● Encargo 1:
Pasa al inglés la siguiente oración del relato del viaje: «Llegué a la Feria a las 11 en punto.»
● Encargo 2:
Sigue escribiendo el relato del viaje a partir de la última oración que aparece, con el mismo tono.

● Texto dado:
++++++

El viaje es corto (menos de 6 horas), así que no hay tiempo para nada, sobre todo para dormir. Entre que alcanzas la altura y la velocidad de crucero, entre que cenas, y que te despiertan una hora antes para darte un zumo y organizar el aterrizaje, ya no queda casi tiempo más que para una cabezada. Llegamos efectivamente a las 9. Pasamos la policía con lentitud y  salí echando leches para comenzar la aventura de llegar a tiempo a mi conferencia. Es peor tener prisa. Salí, revisé ansioso los cartelitos con los nombres de las personas a las que se esperaban pero yo no estaba entre ellos. Otro contratiempo, cuando la cosa está de no, está de no. El tipo que debía recogerme o ya se había ido cansado de esperar o ni siquiera había ido a buscarme. Si no fuera dramático, sería hasta gracioso el verme yendo agobiado de uno a otro de los carteles para ver qué nombre pone. Cuando ven que te acercas, el del cartel cree que eres tú la persona que él está esperando y te ofrece su sonrisa y inicia el gesto de darte la mano o de intentar cogerte la maleta. Una frustración para ambos cuando le dices que no eres tú el del cartel. Y sigues con la búsqueda. Así pasé otro cuarto de hora y cuando ya iba a contratar un taxi vi que entraba en la sala el tipo con mi cartel. Las 9:20. Salimos, tomamos la autopista y todo fue bien hasta que entramos en la ciudad. Un taco de la leche. Nada que hacer. Paciencia. En cada semáforo pasaban media docena de coches porque todo estaba colapsado. Yo ya estaba en actitud zen, que sea lo que dios quiera. A las 10 llegamos al hotel. Necesito 15 minutos para ducharme y bajar, le dije al taxista. Aquí le espero, me aseguró. Y así fue. Duchita rápida, traje de guapo, asegurarse de que lleva uno consigo la presentación y a toda leche al taxi. Bueno tengo que decir que como no tardé mucho en maquillarme aún me tomé 5 minutos para entra en la sala de desayunos y tomar una fruta y un café. Hecho. Llegué a la Feria a las 11 en punto. Aún no había acabado la mesa redonda anterior. Eso me dio un respiro.
Lo demás todo salió bien. Quizás por el tranquimazín que tomé con el café.

miércoles, abril 18, 2012

Medellín.




Decir que te vas a Medellín, Colombia, hace saltar las alarmas a la familia y los amigos (¿Medellín, el del cártel?, te preguntan. Sí ése, les dices para chinchar un poco, donde vivió Pablo Escobar), pero luego resulta que se trata de una ciudad de lo más amigable y tranquila, al menos en esas zonas que uno se siente con fuerza para recorrer.

++++++

Registros de datos:
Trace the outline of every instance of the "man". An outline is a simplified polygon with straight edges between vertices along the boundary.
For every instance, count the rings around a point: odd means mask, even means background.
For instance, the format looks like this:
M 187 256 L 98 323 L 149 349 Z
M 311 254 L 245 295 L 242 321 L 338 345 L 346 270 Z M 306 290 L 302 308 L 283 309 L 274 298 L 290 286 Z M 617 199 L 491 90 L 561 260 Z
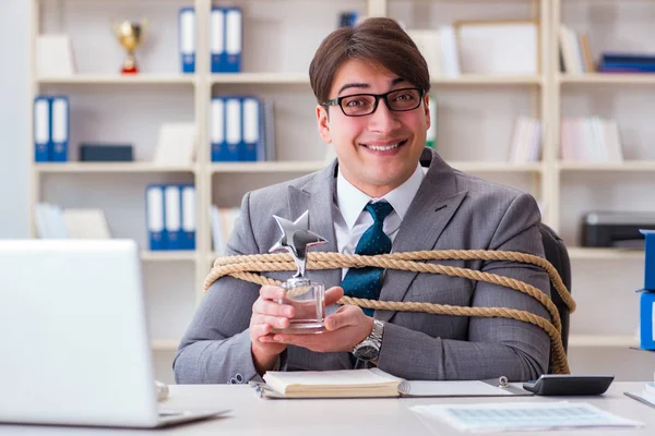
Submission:
M 309 210 L 310 230 L 329 241 L 314 251 L 359 253 L 358 241 L 378 223 L 393 252 L 481 249 L 544 255 L 532 196 L 456 171 L 425 148 L 428 69 L 395 22 L 369 19 L 329 35 L 310 65 L 310 80 L 319 133 L 334 146 L 337 160 L 323 171 L 247 194 L 229 254 L 267 253 L 281 237 L 273 215 L 295 220 Z M 374 217 L 369 203 L 383 205 L 386 216 Z M 516 278 L 549 292 L 546 272 L 533 266 L 441 264 Z M 273 368 L 353 368 L 357 359 L 406 379 L 504 375 L 526 380 L 547 372 L 548 336 L 519 320 L 391 311 L 369 316 L 350 305 L 336 310 L 344 294 L 340 284 L 350 287 L 349 274 L 308 271 L 310 279 L 332 287 L 325 296 L 327 331 L 320 335 L 272 334 L 293 316 L 291 306 L 275 302 L 283 290 L 221 278 L 182 339 L 174 363 L 177 382 L 241 383 Z M 367 298 L 512 307 L 549 319 L 531 296 L 486 282 L 392 269 L 380 281 L 381 289 L 371 288 Z M 353 289 L 346 292 L 360 296 Z M 372 352 L 369 347 L 360 355 L 362 343 L 372 344 Z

++++++

● Resultado 1:
I arrived at the Fair at 11 o'clock sharp.

● Resultado 2:
El viaje se hace pesado, de todas maneras. Tantas escalas intermedias (Santiago-Madrid; Madrid-Bogotá; Bogotá-Medellín) con sus tiempos muertos se hacen interminables. 25 horas exactamente me costó esta vez. Además, las cosas nunca suelen salir del todo derechas. Esta vez, aunque nosotros apenas nos enteramos de nada, resultó que pudimos aterrizar en Bogotá de milagro. El aeropuerto había estado cerrado las dos horas antes de nuestra llegada por una lluvia torrencial. Lluvia ecuatorial, como dios manda, con toda su parafernalia de truenos y relámpagos. De hecho cayó un rayo en una de las pistas y la destrozó. Así que tuvieron que cerrarla y comenzar a funcionar sólo con una. Lo cual provocó todo un desastre en los horarios posteriores. Muchos vuelos cancelados (entre ellos el mío), todos retrasados y con problemas. Aquello era un caos. Había mucha gente en aquel momento (coincidió con la reunión de líderes americanos en Cartagena de Indias). Pero así y todo no vi ni una protesta. Las azafatas de tierra iban llamando a los afectados y allí nos poníamos en fila silenciosa para que nos reubicaran en otros vuelos. Debe ser que están acostumbrados. O que son gente pacífica realmente.
Con tanta incidencia llegué a Medellín con tres horas de retraso pero pese a ello, allí estaba el taxista encargado de recogerme con una sonrisa y una bienvenida cariñosa. Otra hora más para llegar a Medellín porque el aeropuerto está en la ciudad de Rionegro. Un camino lleno de curvas entre montañas para llegar a una explanada que ves allá abajo como una gran llanura llena de luces y a la que vas bajando como si fueras en un tobogán. Parece que Medellín está asentada en lo que fuera una inmensa ciénaga que tuvieron que desecar para ahuyentar los mosquitos que los masacraban vivos. Ahora es un conjunto de casas, torres y vegetación precioso. Como el espacio se les va quedando pequeño (3 millones de habitantes me han dicho que tiene Medellín) las casas se van elevando en las laderas de las montañas que le rodean. Pero así como en Brasil serían favelas, aquí son barrios normales y, en algún caso, áreas residenciales de alto standing.
Se ve que corre mucho dinero. Hay edificaciones llamativas y, salvo algunas zonas degradadas (sobre todo en el centro de la ciudad y a la orilla del río que la cruza), la ciudad mantiene unos estándares de calidad de vida elevados. Es la única ciudad colombiana que tiene metro, lo que facilita mucho la movilidad y casi evita los atascos. Está llena de funiculares (que conectan con el metro) para facilitar la llegada a las casas que están elevadas en la montaña. Mantiene una gran actividad cultural (con muchísimas bibliotecas públicas, por ejemplo; una de ellas que me he quedado con ganas de visitar, regalada por España) y un tipo de actividades muy amigables para la gente: los domingos, fue mi primer día aquí, cierran al tránsito la calle central y la dedican a pasear en bicicletas, a correr y pasear la gente. Había miles de personas disfrutando de la mañana del domingo.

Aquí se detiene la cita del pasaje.